• **Work to be completed**
Please print the entries below exactly, from the line with "Indicate one point per instance of the green" through the line with "Indicate one point per instance of the cumulus", including both of those lines and leaving out all others.

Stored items
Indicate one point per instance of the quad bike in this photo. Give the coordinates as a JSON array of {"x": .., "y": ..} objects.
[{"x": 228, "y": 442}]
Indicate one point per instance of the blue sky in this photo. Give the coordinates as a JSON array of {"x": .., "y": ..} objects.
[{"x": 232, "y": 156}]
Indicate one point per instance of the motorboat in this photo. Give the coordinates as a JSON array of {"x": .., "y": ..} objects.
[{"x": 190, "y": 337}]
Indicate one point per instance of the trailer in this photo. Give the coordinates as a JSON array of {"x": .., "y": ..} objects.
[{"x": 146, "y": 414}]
...
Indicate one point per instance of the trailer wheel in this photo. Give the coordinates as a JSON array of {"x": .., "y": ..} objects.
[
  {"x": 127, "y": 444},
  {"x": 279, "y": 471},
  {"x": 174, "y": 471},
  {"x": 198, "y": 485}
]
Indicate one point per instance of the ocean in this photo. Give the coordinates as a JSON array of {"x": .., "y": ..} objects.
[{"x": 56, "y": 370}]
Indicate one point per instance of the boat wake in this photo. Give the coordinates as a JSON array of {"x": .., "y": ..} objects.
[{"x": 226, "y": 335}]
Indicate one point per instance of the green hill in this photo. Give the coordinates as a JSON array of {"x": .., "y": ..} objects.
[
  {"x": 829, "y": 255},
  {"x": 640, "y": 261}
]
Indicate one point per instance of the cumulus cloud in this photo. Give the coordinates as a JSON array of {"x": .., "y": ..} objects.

• **Your solution**
Indicate one point per instance of the green hill in this photo. Give the coordinates as a JSON array of {"x": .., "y": ..} objects.
[
  {"x": 829, "y": 255},
  {"x": 640, "y": 261}
]
Indicate one point per instance of the cumulus cloud in this photo. Give the coordinates as a JSON array of {"x": .., "y": ..} objects.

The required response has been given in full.